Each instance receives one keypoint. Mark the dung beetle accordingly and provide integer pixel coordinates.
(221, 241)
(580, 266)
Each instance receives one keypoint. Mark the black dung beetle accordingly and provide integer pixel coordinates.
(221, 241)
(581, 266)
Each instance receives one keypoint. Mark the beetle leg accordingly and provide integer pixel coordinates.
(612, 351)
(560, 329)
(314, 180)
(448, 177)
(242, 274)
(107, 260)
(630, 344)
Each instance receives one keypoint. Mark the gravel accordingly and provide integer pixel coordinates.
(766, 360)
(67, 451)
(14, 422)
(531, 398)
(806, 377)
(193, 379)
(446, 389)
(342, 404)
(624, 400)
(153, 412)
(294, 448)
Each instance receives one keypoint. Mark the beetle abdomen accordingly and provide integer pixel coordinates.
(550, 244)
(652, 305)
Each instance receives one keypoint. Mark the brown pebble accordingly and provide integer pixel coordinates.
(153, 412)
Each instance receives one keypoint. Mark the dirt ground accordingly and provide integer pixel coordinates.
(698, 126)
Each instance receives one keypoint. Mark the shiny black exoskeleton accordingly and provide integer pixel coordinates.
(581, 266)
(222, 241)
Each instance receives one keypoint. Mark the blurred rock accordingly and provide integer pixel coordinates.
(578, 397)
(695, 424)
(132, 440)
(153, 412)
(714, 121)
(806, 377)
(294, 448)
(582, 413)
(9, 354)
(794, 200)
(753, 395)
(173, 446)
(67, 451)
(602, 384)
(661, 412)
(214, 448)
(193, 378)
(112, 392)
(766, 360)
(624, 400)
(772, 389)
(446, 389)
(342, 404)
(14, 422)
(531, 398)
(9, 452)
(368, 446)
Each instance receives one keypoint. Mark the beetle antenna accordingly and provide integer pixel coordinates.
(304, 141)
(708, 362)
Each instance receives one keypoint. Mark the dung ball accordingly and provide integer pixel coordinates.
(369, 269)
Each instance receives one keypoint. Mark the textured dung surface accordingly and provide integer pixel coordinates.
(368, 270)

◆ ◆ ◆ ◆ ◆

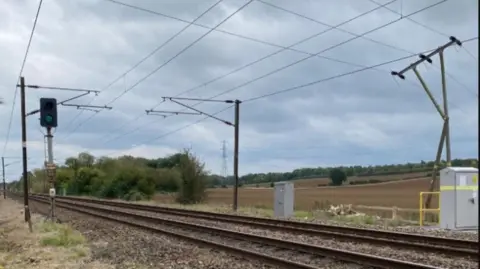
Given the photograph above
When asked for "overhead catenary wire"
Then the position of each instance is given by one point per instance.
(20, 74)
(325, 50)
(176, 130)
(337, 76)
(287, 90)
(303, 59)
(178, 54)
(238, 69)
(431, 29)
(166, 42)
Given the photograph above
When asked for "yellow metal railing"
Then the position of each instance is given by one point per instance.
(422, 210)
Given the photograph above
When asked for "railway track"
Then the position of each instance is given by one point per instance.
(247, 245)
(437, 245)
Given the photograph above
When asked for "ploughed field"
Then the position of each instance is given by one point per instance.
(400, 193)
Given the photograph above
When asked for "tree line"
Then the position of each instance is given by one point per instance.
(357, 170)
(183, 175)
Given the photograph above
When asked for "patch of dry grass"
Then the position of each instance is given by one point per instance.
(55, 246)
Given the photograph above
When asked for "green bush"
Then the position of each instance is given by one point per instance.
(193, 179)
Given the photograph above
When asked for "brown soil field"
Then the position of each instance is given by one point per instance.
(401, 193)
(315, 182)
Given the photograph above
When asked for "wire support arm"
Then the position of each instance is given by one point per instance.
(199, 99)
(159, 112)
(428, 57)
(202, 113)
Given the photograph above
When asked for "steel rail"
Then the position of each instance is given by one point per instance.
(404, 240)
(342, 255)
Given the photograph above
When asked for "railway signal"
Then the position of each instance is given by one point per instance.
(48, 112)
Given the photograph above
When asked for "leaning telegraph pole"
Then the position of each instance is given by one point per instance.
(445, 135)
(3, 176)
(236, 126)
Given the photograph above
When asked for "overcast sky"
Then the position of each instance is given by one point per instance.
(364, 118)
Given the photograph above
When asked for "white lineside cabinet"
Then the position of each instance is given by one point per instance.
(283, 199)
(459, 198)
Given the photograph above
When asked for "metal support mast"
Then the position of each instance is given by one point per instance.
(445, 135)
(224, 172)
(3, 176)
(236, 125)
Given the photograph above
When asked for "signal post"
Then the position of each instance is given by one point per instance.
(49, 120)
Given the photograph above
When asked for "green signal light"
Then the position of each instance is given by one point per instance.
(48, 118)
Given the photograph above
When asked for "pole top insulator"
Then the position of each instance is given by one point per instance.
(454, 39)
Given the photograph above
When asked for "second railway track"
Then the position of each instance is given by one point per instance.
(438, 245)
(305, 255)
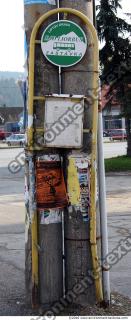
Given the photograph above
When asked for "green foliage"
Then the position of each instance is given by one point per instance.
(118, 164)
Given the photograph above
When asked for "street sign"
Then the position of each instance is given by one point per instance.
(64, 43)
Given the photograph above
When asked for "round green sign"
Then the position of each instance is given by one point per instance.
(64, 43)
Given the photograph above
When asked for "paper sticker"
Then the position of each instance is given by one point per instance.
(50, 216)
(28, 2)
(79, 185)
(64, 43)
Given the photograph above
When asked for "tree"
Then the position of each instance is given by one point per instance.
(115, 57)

◆ ◆ ◆ ◆ ◆

• **What the task asks**
In the entries above, find each line with "wire" and list it.

• **Task output**
When asked for "overhead catenary wire"
When asked for "wire support arm"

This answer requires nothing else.